• **Work instruction**: Pictures aside, write every record out again word for word.

Saved entries:

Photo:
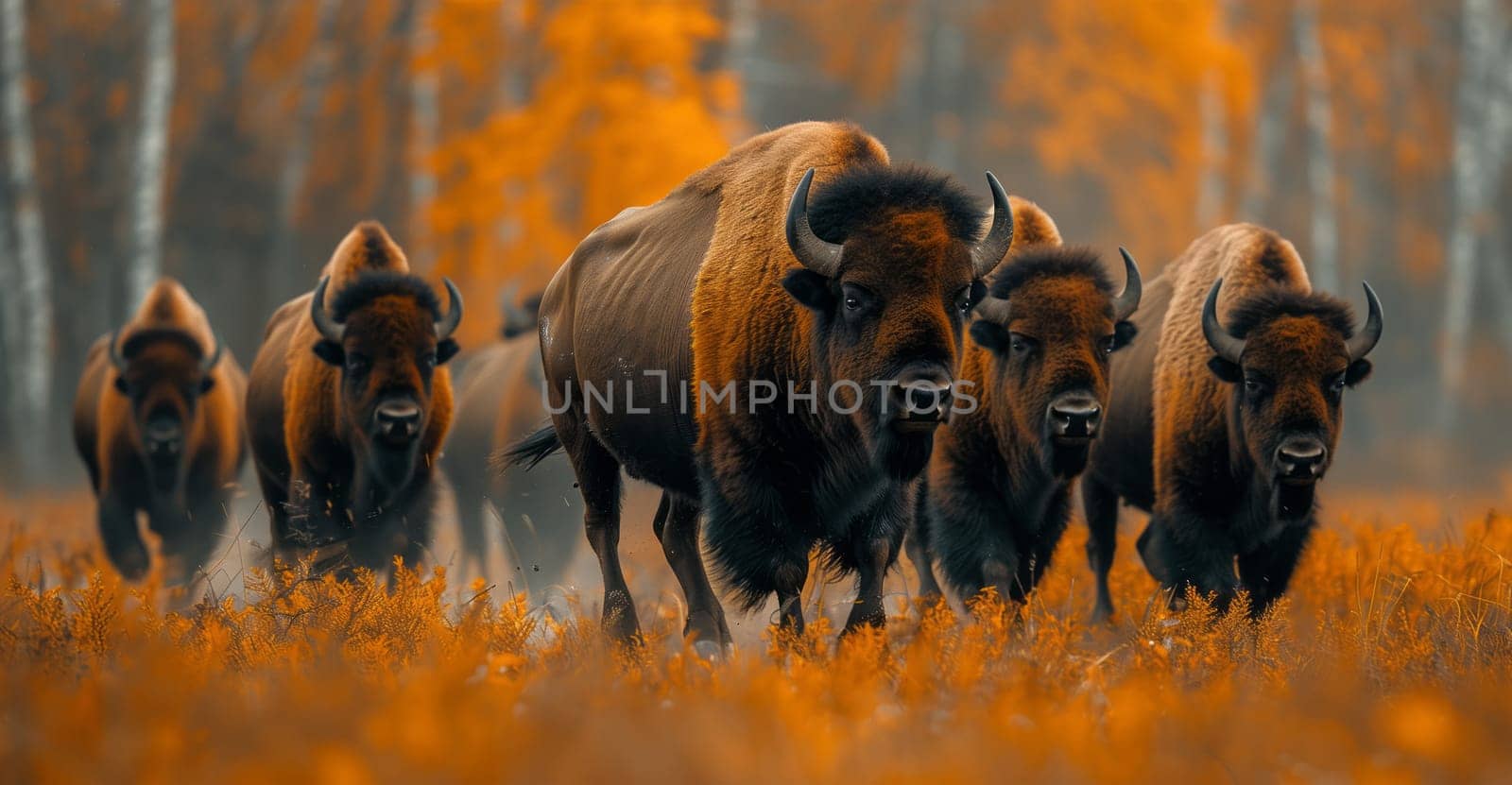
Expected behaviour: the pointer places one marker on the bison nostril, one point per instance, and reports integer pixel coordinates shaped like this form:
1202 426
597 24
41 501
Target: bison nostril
398 419
1300 457
1075 418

• **Exercise solution**:
Photo:
Expected behaviour: the pointer places one marker on the bison nostril, one point per instance, and reports integer pixel coordinates shaped like this form:
1202 426
597 24
41 501
Target: bison nostril
398 419
1300 457
1075 418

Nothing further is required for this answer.